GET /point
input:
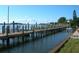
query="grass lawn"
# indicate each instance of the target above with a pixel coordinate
(72, 46)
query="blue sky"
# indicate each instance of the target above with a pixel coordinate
(37, 13)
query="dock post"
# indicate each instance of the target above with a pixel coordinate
(28, 26)
(33, 34)
(8, 41)
(25, 27)
(17, 28)
(3, 28)
(23, 34)
(13, 26)
(3, 42)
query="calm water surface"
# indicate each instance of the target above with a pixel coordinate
(42, 45)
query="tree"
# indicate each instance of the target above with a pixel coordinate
(62, 20)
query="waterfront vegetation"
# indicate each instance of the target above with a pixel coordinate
(72, 46)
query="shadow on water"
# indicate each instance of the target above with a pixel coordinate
(39, 46)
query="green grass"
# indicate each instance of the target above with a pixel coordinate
(72, 46)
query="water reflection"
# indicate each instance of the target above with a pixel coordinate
(41, 45)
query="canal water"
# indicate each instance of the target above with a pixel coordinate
(43, 45)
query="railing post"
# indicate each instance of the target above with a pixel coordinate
(8, 31)
(28, 26)
(3, 28)
(13, 26)
(23, 34)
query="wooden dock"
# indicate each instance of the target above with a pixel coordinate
(33, 33)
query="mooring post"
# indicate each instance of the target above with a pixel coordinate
(14, 27)
(33, 34)
(8, 31)
(25, 27)
(3, 28)
(3, 42)
(23, 34)
(28, 26)
(17, 28)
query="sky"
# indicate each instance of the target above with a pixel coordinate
(36, 13)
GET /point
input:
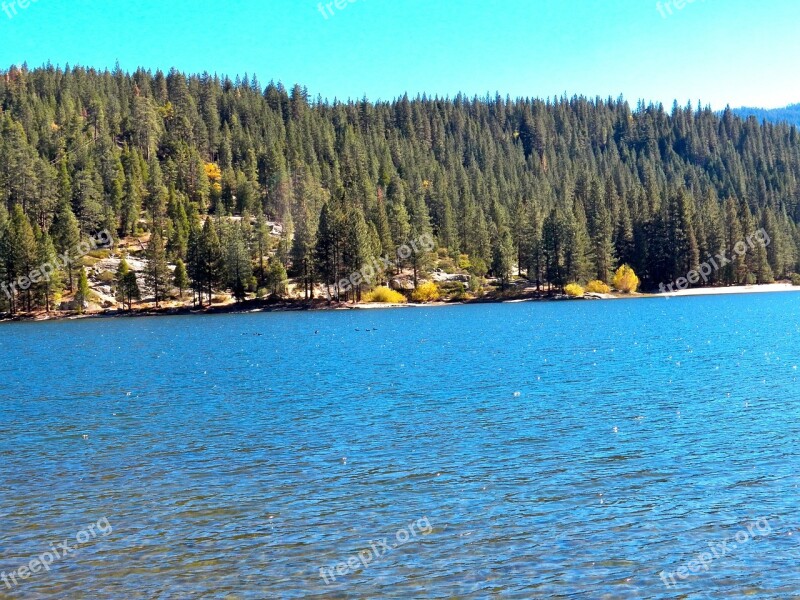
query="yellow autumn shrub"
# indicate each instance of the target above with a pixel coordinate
(574, 290)
(426, 292)
(625, 280)
(597, 287)
(384, 295)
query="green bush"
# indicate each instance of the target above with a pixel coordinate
(383, 295)
(426, 292)
(597, 287)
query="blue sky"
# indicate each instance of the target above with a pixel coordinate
(737, 52)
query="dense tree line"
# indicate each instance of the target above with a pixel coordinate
(560, 190)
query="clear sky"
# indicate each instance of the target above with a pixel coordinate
(737, 52)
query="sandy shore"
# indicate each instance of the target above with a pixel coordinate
(734, 289)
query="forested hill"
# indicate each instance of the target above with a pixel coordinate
(789, 114)
(561, 190)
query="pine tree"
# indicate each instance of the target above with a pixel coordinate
(82, 292)
(66, 237)
(50, 284)
(157, 274)
(181, 277)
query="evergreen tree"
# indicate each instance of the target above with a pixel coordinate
(181, 277)
(157, 274)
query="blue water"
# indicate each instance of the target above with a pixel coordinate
(537, 450)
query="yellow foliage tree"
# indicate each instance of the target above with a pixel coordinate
(597, 287)
(574, 290)
(426, 292)
(625, 280)
(213, 173)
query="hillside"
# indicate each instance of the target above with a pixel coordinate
(789, 114)
(558, 191)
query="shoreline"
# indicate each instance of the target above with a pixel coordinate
(263, 306)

----------------

Your objective - Exclude the images and reproduce the remaining data exactly.

Written response -
GET /point
input:
query="grass lawn"
# indicate each instance of the target above with a pixel coordinate
(72, 46)
query="blue sky"
# indicate each instance of the target above with a pixel coordinate
(37, 13)
query="dock post"
# indicate each instance of the target above with a pixel coordinate
(28, 26)
(33, 34)
(8, 41)
(25, 27)
(17, 28)
(3, 28)
(23, 34)
(13, 26)
(3, 42)
query="calm water surface"
# indicate each instance of the target above with a pixel coordinate
(42, 45)
query="tree"
# indicate each instance of the target above with a pixel coordinate
(62, 20)
query="waterfront vegetation"
# indicate each instance of the target above with a pixel coordinate
(72, 46)
query="shadow on water"
# indicate each instance of the target above with a pixel coordinate
(39, 46)
query="green grass"
# indicate each instance of the target above with a pixel coordinate
(72, 46)
query="water reflection"
# indicate each instance of the target above with a pixel coordinate
(41, 45)
query="canal water"
# indicate each instance of the target above with a pixel coordinate
(43, 45)
query="railing post"
# indicate each instance of the target above with a pixel coordinate
(8, 31)
(28, 26)
(3, 28)
(13, 26)
(23, 34)
query="wooden dock"
# indicate each instance of the target above with a pixel coordinate
(33, 33)
query="mooring post"
# indicate each instance of the target above with a pixel coordinate
(14, 27)
(33, 34)
(8, 31)
(25, 27)
(3, 28)
(3, 42)
(23, 34)
(28, 26)
(17, 28)
query="sky"
# indicate each instance of the target above with a pixel coordinate
(36, 13)
GET /point
input:
query="yellow autumn shrub"
# indicate each instance of the target above with a pixel coordinate
(574, 290)
(426, 292)
(625, 280)
(597, 287)
(384, 295)
query="green bush"
# indicate each instance of the target above with a pixel coordinate
(383, 295)
(426, 292)
(597, 287)
query="blue sky"
# indicate each instance of the target above with a pixel coordinate
(737, 52)
query="dense tree line"
# indicate each instance of the target above with a pixel coordinate
(560, 190)
query="clear sky"
# indicate each instance of the target above with a pixel coordinate
(737, 52)
query="sandy shore"
# indicate each instance of the target above with a pixel coordinate
(734, 289)
query="forested hill"
# indicate each instance of the target above with a pixel coordinate
(789, 114)
(561, 190)
query="pine tree"
# indicate each instance of the target above with a pixel coordinate
(82, 292)
(66, 237)
(50, 284)
(157, 274)
(181, 277)
query="evergreen tree"
# indicate each instance of the target above with a pixel coordinate
(181, 277)
(157, 274)
query="blue water"
# indicate each instance of the target above with a pixel coordinate
(537, 450)
query="yellow foliage tree"
# indicate each instance of the target above with a pixel coordinate
(597, 287)
(574, 290)
(426, 292)
(625, 280)
(213, 173)
query="hillside"
# indicate each instance of the target above with a pixel coordinate
(789, 114)
(558, 191)
query="shoreline"
# indicate each instance of the target above with a pixel coordinate
(263, 306)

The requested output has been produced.